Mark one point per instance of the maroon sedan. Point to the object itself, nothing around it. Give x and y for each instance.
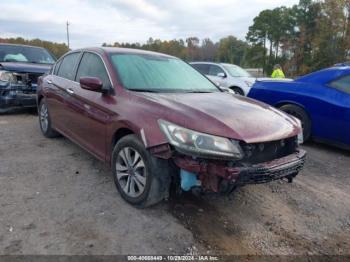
(157, 121)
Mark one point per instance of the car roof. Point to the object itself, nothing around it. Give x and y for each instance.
(325, 75)
(10, 44)
(120, 50)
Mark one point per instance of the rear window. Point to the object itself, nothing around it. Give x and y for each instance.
(342, 84)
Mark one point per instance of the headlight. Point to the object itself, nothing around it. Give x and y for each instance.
(200, 144)
(6, 76)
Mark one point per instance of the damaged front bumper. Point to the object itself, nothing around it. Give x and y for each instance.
(214, 174)
(16, 96)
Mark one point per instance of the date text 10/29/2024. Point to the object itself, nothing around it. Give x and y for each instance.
(173, 258)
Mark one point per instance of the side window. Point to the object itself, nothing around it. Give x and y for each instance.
(202, 68)
(66, 69)
(214, 70)
(342, 84)
(57, 66)
(92, 65)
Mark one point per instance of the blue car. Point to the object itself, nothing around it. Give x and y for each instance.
(321, 100)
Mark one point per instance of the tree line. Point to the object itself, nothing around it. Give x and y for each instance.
(57, 49)
(308, 36)
(303, 38)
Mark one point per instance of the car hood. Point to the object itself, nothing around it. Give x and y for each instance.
(25, 67)
(225, 115)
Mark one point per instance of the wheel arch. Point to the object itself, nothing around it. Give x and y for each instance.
(287, 102)
(120, 133)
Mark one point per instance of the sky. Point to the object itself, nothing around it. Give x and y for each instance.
(93, 22)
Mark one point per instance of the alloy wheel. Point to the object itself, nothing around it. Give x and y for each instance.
(131, 172)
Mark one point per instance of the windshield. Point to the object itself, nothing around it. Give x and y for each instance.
(236, 71)
(26, 54)
(157, 73)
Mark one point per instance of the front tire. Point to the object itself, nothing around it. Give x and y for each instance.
(141, 179)
(45, 121)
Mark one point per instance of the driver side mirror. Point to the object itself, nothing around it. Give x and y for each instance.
(221, 74)
(91, 83)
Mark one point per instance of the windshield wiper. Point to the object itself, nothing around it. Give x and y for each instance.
(142, 90)
(199, 92)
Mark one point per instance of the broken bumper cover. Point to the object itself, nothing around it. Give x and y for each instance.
(210, 172)
(283, 167)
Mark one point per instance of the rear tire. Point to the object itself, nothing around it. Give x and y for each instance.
(45, 121)
(237, 90)
(299, 113)
(141, 179)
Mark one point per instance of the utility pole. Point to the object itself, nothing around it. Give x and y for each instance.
(68, 34)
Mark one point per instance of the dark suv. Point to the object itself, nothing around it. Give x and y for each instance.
(20, 67)
(156, 120)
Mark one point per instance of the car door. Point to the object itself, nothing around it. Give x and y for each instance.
(58, 92)
(88, 115)
(213, 74)
(339, 95)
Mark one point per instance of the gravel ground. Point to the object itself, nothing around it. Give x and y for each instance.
(57, 199)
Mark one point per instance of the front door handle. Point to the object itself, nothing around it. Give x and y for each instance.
(70, 91)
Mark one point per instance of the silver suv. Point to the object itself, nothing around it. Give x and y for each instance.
(227, 76)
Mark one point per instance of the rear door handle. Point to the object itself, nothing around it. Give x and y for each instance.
(70, 91)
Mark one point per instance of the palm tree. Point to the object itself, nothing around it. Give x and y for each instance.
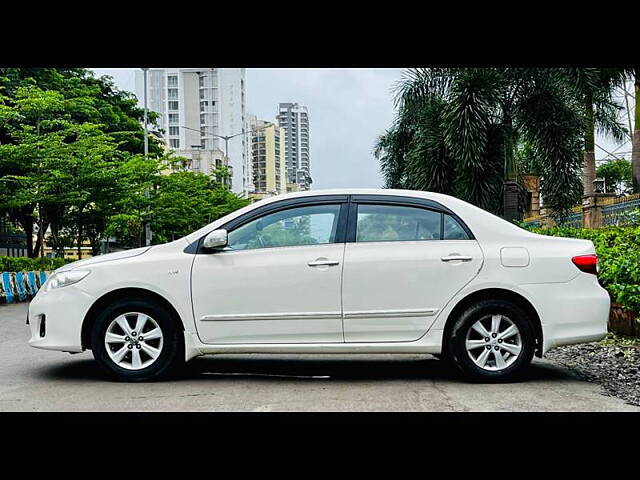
(594, 88)
(457, 128)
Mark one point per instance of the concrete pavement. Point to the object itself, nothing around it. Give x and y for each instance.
(38, 380)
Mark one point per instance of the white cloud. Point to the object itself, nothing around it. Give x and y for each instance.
(348, 109)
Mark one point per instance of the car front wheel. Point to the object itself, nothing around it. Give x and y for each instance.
(492, 341)
(136, 340)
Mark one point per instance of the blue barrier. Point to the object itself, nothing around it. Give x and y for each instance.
(20, 286)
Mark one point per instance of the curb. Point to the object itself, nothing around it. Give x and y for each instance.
(20, 286)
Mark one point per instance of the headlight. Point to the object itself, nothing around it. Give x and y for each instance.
(63, 279)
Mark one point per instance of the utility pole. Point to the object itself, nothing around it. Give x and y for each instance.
(147, 227)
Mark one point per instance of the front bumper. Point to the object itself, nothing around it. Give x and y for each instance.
(64, 310)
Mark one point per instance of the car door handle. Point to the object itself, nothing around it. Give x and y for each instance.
(453, 258)
(320, 263)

» Prompt
Each line of the data should be quoted exactly, with pictures left out.

» Answer box
Mark one point per instance of the maroon sedan. Point to the object itself, nothing around it. Give x and y for each instance.
(157, 121)
Mark one point per instance of the car roof. Point to the object itself, nothing around it. Give x and y for each instance.
(325, 75)
(10, 44)
(120, 50)
Mark one point per instance of the rear window. Point to the object itself, nothing around it. Give x and y for each instance.
(342, 84)
Mark one point per instance of the headlight. Point to the object itself, nothing around it. Give x and y for each instance.
(200, 144)
(6, 76)
Mark one point per instance of the damaged front bumper. Point to the object itself, nothing around it. Give x and y for each instance.
(214, 174)
(16, 96)
Mark one point per instance of the date text 10/29/2024. Point to the object itself, nothing around it. Give x and y for each instance.
(173, 258)
Mark one point per instance of the side window. Point to the object itself, nothing around it. Give x and y for each instance.
(202, 68)
(66, 69)
(214, 70)
(342, 84)
(57, 66)
(92, 65)
Mark one point per instance of the blue car. Point to the object itself, nothing around it. Give x and y for each instance.
(321, 100)
Mark one point per instance of the tree line. Point to the object itself, nothing around it. Give x and y for each instance.
(57, 49)
(308, 36)
(303, 38)
Mark one point per instance of the car hood. Point to the object itself, nothing around it. Give x and y for each instance.
(25, 67)
(225, 115)
Mark one point per instance of the wheel arch. Point to the object itself, nothing around it. Give x and y for each instance.
(287, 102)
(120, 133)
Mark one point per instance of the sky. Point to the object itself, nothing around it. Give x and y for each instance.
(93, 22)
Mark one point per instance of the alloy wheel. Point to the object itself, nothing around it. Give x and y for each instance.
(131, 172)
Mark one point per instance of the windshield. Point to the object itself, nothing around it. Give x and y for each instance.
(236, 71)
(26, 54)
(157, 73)
Mark one point per instance of the front tire. Point to the object itself, nothing around it. Give x and y for each instance.
(141, 179)
(45, 121)
Mark one point per instance of the driver side mirror. Point to the object itself, nothing around it. Give x and y for each instance.
(221, 74)
(91, 83)
Mark one point per instance of the windshield wiper. Point to the object itself, nothing around it. Give x and y for each instance.
(142, 90)
(199, 92)
Mark one point per instance of the broken bumper cover. Point to the object itself, nothing around it. Give x and y for each instance.
(210, 172)
(283, 167)
Mark one point per instance of the rear tire. Point to the object itself, nothing around it. Give x and y for each instance.
(45, 121)
(237, 90)
(299, 113)
(141, 179)
Mark one point per instance of the utility pole. Point to the object itself, nothing around it. Give x and y for each instance.
(68, 34)
Mark one point per instance of the dark suv. Point to the object itself, nothing around it. Give x and y for each instance.
(20, 67)
(156, 120)
Mark one point per instance of the car door. Point to the object itself, nothing around it. Give x and y for each instance.
(58, 92)
(88, 115)
(213, 74)
(339, 95)
Mark one point per instance of the gravel ground. Point to the object itself, nothing around it. Give x and y for each instance.
(57, 199)
Mark one point per instance of the front door handle. Point to the object itself, nothing around it. Give x and y for each instance.
(70, 91)
Mark one point per instance of the silver suv. Point to the object itself, nothing around it. Give x and y for each instance.
(227, 76)
Mark one point per instance of the rear door handle. Point to the object itself, nothing around it. Give x and y for each instance.
(70, 91)
Mark one point per instance of the palm tree. Point to the object itself, nothing around it. Give x and y for each instance.
(594, 88)
(457, 128)
Mark one point per instance of the concrete pavement. Point to the object itself, nothing around it. Give x and y for each instance.
(38, 380)
Mark one point per instance of the white cloud. Point to the object itself, nothing around it. Give x and y for each instance.
(348, 109)
Mark one point per instance of the car front wheel. Point to the object itself, nothing around it. Give x and y for each instance.
(492, 341)
(136, 340)
Mark one point per instance of the blue barrier. Point to the object itself, nothing around it. Give x and y for each instance.
(20, 286)
Mark one point per instance of the curb. Point to the object itself, nothing around it. Give x and y for each instance.
(20, 286)
Mark one point per instance of the headlight. Point to the object itself, nothing around it. Give x and y for each instance.
(63, 279)
Mark one point per instance of the utility pole. Point to the object itself, nothing around it. Give x and y for each instance.
(147, 227)
Mark one point per instance of the front bumper. Point to the object itself, nothing around it. Give x and y for each instance.
(64, 310)
Mark one point per instance of the car door handle. Point to the object itself, nothing around it. Give x and y for each instance.
(453, 258)
(320, 263)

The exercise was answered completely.